- **Records for the task**:
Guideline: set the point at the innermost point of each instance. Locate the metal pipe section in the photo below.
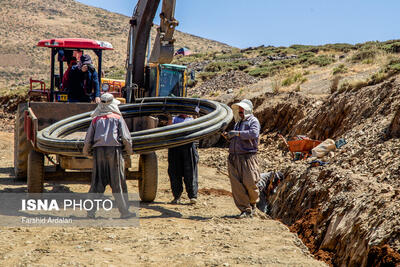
(213, 117)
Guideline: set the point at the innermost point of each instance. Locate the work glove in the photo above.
(232, 134)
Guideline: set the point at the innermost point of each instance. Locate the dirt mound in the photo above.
(214, 192)
(225, 82)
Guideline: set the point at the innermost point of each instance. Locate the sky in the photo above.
(246, 23)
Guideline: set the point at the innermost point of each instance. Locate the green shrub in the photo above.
(216, 66)
(363, 55)
(392, 48)
(340, 47)
(262, 72)
(229, 56)
(322, 60)
(393, 65)
(339, 69)
(293, 78)
(206, 75)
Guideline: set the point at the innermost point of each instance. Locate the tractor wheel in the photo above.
(35, 172)
(148, 167)
(21, 145)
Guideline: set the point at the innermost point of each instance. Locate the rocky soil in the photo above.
(206, 234)
(348, 211)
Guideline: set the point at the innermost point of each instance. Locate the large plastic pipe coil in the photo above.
(213, 117)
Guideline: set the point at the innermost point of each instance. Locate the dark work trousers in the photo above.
(109, 169)
(182, 163)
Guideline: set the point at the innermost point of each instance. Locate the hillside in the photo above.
(25, 22)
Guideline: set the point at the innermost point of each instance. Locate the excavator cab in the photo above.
(166, 80)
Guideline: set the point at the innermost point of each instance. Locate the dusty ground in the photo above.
(202, 235)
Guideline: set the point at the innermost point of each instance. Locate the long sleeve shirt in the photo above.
(247, 141)
(108, 130)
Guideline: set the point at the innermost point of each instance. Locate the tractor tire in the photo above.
(35, 172)
(22, 146)
(148, 182)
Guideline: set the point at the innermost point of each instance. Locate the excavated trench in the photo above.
(348, 211)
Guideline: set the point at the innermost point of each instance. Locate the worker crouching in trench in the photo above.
(108, 139)
(242, 161)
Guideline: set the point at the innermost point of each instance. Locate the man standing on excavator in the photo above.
(242, 161)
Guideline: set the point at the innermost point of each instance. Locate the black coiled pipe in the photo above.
(213, 117)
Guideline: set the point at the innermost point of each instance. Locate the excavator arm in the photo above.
(140, 28)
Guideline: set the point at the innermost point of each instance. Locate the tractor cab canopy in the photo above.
(66, 48)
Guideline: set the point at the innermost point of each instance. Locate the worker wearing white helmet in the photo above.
(108, 139)
(242, 161)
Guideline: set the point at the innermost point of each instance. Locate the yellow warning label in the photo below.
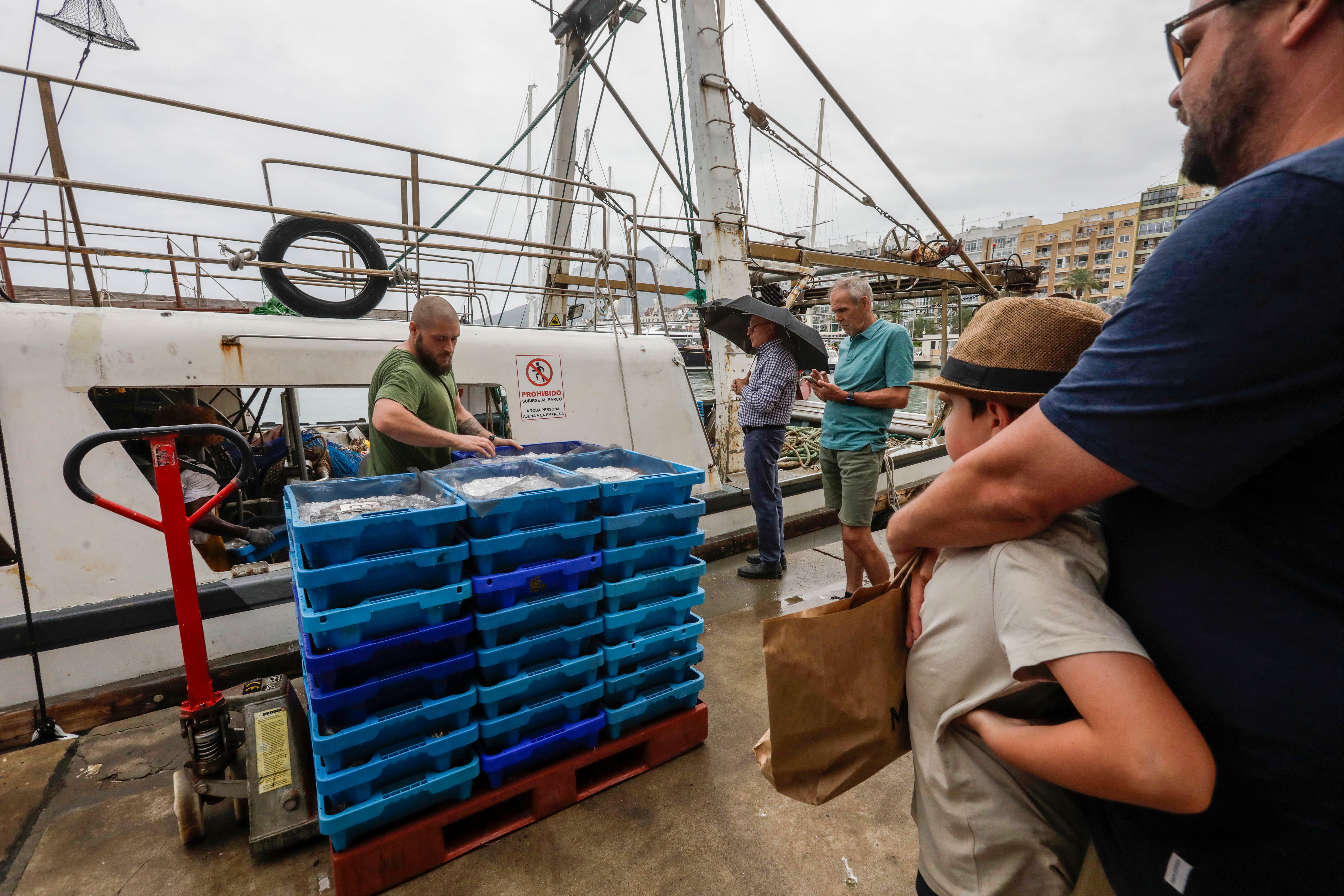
(272, 739)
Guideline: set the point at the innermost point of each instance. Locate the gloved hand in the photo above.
(261, 539)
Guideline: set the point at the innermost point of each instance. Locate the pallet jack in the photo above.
(265, 766)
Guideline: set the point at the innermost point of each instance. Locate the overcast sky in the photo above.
(988, 108)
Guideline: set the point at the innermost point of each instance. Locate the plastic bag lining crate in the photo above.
(568, 707)
(396, 800)
(540, 679)
(491, 516)
(355, 745)
(662, 483)
(433, 751)
(507, 627)
(545, 577)
(675, 551)
(382, 616)
(652, 614)
(545, 745)
(345, 541)
(353, 706)
(655, 702)
(346, 585)
(558, 542)
(659, 582)
(652, 523)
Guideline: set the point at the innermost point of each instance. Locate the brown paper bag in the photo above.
(837, 684)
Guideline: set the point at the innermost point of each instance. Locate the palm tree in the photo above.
(1082, 281)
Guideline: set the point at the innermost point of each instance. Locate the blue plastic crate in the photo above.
(357, 743)
(488, 518)
(659, 582)
(396, 800)
(673, 551)
(346, 585)
(655, 702)
(353, 706)
(560, 542)
(655, 643)
(382, 616)
(396, 762)
(351, 667)
(651, 614)
(549, 449)
(662, 483)
(506, 627)
(542, 746)
(545, 577)
(620, 690)
(568, 707)
(652, 523)
(498, 664)
(544, 678)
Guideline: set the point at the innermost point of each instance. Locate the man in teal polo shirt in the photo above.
(873, 378)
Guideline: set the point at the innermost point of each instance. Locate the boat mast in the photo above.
(722, 217)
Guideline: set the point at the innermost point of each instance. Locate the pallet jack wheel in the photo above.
(186, 807)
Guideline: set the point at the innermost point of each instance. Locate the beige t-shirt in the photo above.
(992, 617)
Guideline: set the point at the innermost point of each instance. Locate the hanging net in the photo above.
(96, 21)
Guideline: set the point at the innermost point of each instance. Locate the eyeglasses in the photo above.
(1175, 46)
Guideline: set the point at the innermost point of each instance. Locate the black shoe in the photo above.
(761, 571)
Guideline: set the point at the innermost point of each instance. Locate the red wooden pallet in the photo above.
(439, 836)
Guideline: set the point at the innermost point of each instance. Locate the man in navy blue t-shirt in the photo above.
(1217, 449)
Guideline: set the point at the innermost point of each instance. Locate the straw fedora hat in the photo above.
(1017, 350)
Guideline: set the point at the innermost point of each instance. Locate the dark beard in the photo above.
(1217, 148)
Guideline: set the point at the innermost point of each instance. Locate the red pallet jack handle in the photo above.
(175, 524)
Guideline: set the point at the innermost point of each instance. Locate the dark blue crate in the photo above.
(544, 746)
(382, 616)
(674, 551)
(397, 800)
(507, 553)
(652, 523)
(655, 702)
(545, 577)
(620, 690)
(537, 680)
(351, 667)
(651, 614)
(345, 541)
(355, 745)
(353, 706)
(498, 664)
(488, 518)
(655, 643)
(549, 449)
(428, 753)
(346, 585)
(662, 481)
(659, 582)
(564, 707)
(531, 614)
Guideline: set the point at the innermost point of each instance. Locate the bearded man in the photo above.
(417, 417)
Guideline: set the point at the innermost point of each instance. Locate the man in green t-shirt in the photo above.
(417, 417)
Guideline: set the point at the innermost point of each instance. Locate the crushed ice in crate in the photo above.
(351, 508)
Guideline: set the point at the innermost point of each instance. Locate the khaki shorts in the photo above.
(850, 483)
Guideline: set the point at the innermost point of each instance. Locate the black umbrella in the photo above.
(730, 322)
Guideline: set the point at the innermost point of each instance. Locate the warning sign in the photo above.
(541, 391)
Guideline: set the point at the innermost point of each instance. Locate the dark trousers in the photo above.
(763, 460)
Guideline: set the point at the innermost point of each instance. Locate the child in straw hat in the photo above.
(1023, 684)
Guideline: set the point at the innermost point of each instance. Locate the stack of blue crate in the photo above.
(650, 586)
(535, 597)
(385, 637)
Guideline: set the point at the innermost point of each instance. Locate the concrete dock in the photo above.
(93, 817)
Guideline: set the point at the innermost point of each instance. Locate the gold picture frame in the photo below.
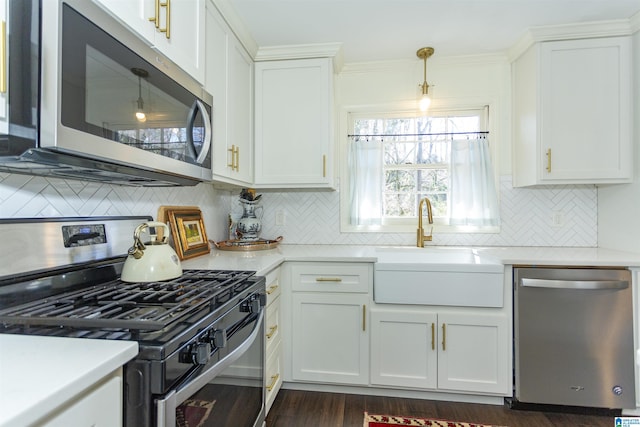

- **What you need to do**: Please transcribe all of the entries exactly and omit any picture they hold.

- **Answer below**:
Guideline: set the point at the innermost point of each instance. Locate the metal pipe section in the photo below.
(213, 117)
Guideline: set the point at the innermost point of each instance. Locate the work glove in the photo above.
(232, 134)
Guideline: set the point at the innermost point of each instance. Locate the dirt mound in the photo above.
(214, 192)
(225, 82)
Guideline: set the point at the innermost point of each instance. Locate the sky in the photo above.
(246, 23)
Guideline: set the point at the innermost point of each instance. Locate the green shrub in the photo above.
(216, 66)
(363, 55)
(392, 48)
(340, 47)
(262, 72)
(229, 56)
(322, 60)
(393, 65)
(339, 69)
(293, 78)
(206, 75)
Guideline: set the point at the innermost point of each instance. Locate the tractor wheel in the photo above.
(35, 172)
(148, 167)
(21, 145)
Guideline: set the point at the innermost point of each instance. Locate the rocky soil in the photo above.
(206, 234)
(348, 211)
Guideline: set the point at the innermost point of each instance. Locate the large plastic pipe coil in the photo above.
(213, 117)
Guideline: set the point at the innermost point of each instance. Locate the dark work trousers in the photo above.
(109, 169)
(182, 163)
Guideline: set the point at the innermost point of each instance. Locate the hillside in the photo above.
(25, 22)
Guideline: set the point at the innermost point of each instance. Locate the excavator cab in the photo above.
(166, 80)
Guideline: set the point at the innermost point of each instance. Locate the dusty ground in the photo above.
(202, 235)
Guideline: set the point at the innermost point of each instance. Locate the long sleeve shirt in the photo above.
(247, 141)
(108, 130)
Guideline: set the point at the innermost point of each instance. Locate the tractor tire in the photo above.
(35, 172)
(22, 146)
(148, 182)
Guideline: set the point at the innermost point of each instance. Locate the excavated trench in the photo above.
(348, 211)
Guideline: set the point at the innermost point of each instance. Locate the worker crouching in trench in the photo above.
(108, 139)
(242, 161)
Guideline: set the point at the innermost point of each instance. Locate the man standing on excavator in the photo above.
(242, 161)
Guideline: set the point at the innermost point of each instance. Locate the black coiled pipe in the photo above.
(213, 117)
Guideline: set the point at the innermost point of each instance. Locate the excavator arm in the photo above.
(140, 28)
Guideline: set the point at the innermost point of each instance. Locate the tractor cab canopy in the photo above.
(66, 48)
Guideline: set the point at the innermost point of each instance. Locate the worker wearing white helmet in the photo above.
(108, 139)
(242, 161)
Guideline: set the point at the innermost point of each instance. Locate the yellow warning label in the photo below.
(272, 739)
Guideline: set the point at the innermost point of each instance. Locate the gloved hand in the photo above.
(261, 539)
Guideline: set the point at the innermost point of each instance. Locate the pallet jack in the photo above.
(265, 766)
Guideline: set the point at the innermost point of each instance. Locate the overcast sky in the photo above.
(988, 108)
Guideline: set the point at the innermost point of each instance. Locate the plastic bag lining crate in the photo above.
(568, 707)
(396, 800)
(540, 679)
(491, 516)
(355, 745)
(662, 483)
(433, 751)
(507, 627)
(545, 577)
(675, 551)
(382, 616)
(652, 614)
(545, 745)
(345, 541)
(353, 706)
(655, 702)
(346, 585)
(558, 542)
(659, 582)
(652, 523)
Guideline: set the point at the innermost point of each instance. Locate the brown paper bag in the photo above.
(837, 684)
Guideline: set the point at the innermost point of each instance. Locate the palm tree in the photo above.
(1082, 281)
Guideline: set the point at the innermost point of each instance. Locate the blue plastic crate in the photo above.
(357, 743)
(488, 518)
(659, 582)
(396, 800)
(673, 551)
(346, 585)
(655, 702)
(353, 706)
(560, 542)
(655, 643)
(382, 616)
(396, 762)
(351, 667)
(651, 614)
(549, 449)
(662, 483)
(506, 627)
(542, 746)
(545, 577)
(620, 690)
(568, 707)
(652, 523)
(498, 664)
(544, 678)
Guideline: set the point at the innermost point of each instance. Locate the man in teal polo shirt in the photo above.
(873, 378)
Guideline: set the point at the innermost point of each instance. Locate the boat mast in the photo above.
(722, 217)
Guideline: set the point at the innermost point of each instance. Locate the pallet jack wheel in the photo above.
(186, 807)
Guideline: set the point at the innermost point of each instance. Locate the beige t-shirt in the photo above.
(992, 617)
Guideline: set the point at the innermost point of each instance. Locate the hanging net in the photo above.
(96, 21)
Guideline: set the point at the innermost point of each instance. Locate the eyeglasses in the photo above.
(1175, 46)
Guideline: set the point at the innermost point of each instance. Locate the black shoe in the photo above.
(761, 571)
Guideline: set the point at the innermost point of each instance. Locate the red wooden pallet in the photo above.
(439, 836)
Guideline: set the point at the innermost point of each instance. Locate the man in navy blue t-shirt in the photo above.
(1217, 449)
Guideline: set the point at the innermost point of each instance. Locate the straw fedora hat in the photo above.
(1017, 350)
Guideline: set the point at the innermost point of each instance. Locate the dark beard in the photo above.
(1217, 148)
Guideline: set the point at the innermost point of each instance. Locate the red pallet jack handle in the photo above.
(175, 524)
Guideline: set the point at the innermost point of each instance. Locate the dark blue crate in the photo above.
(544, 746)
(382, 616)
(674, 551)
(397, 800)
(507, 553)
(652, 523)
(655, 702)
(545, 577)
(620, 690)
(537, 680)
(351, 667)
(651, 614)
(345, 541)
(355, 745)
(353, 706)
(498, 664)
(488, 518)
(655, 643)
(549, 449)
(428, 753)
(346, 585)
(662, 481)
(659, 582)
(564, 707)
(531, 614)
Guideline: set the point at the innermost point of each instance. Locate the bearded man in the photo above.
(417, 417)
Guideline: set the point at the innermost point of each instance. Locate the man in green t-shirt in the photo above.
(417, 417)
Guideline: set the point at the innermost point of each instance. Locate the crushed ice in crate in the photo above.
(351, 508)
Guideline: set the point at the innermost point of each instance. Locate the khaki shorts in the photo above.
(850, 483)
Guideline: set the point at the innermost point of each instance. Locate the black umbrella in the photo above.
(730, 322)
Guideline: set the point at the innermost point of each instance. Locate the warning sign in the photo above.
(541, 391)
Guideline: set the point at the innermost point of each instance. Locate the dark trousers in the photo above.
(763, 460)
Guideline: set the point at the innermost point of each instance. Locate the child in straw hat in the photo above.
(1023, 684)
Guideline: set the point at the innermost point of each instance. Locate the stack of blue crate in the photo above.
(650, 586)
(535, 597)
(385, 637)
Guideline: set the point at the innermost point of each instance. Locate the concrete dock in the photo above.
(93, 817)
Guideline: set the point at the innermost point of each instance. Locate the gold picture frame in the photo below.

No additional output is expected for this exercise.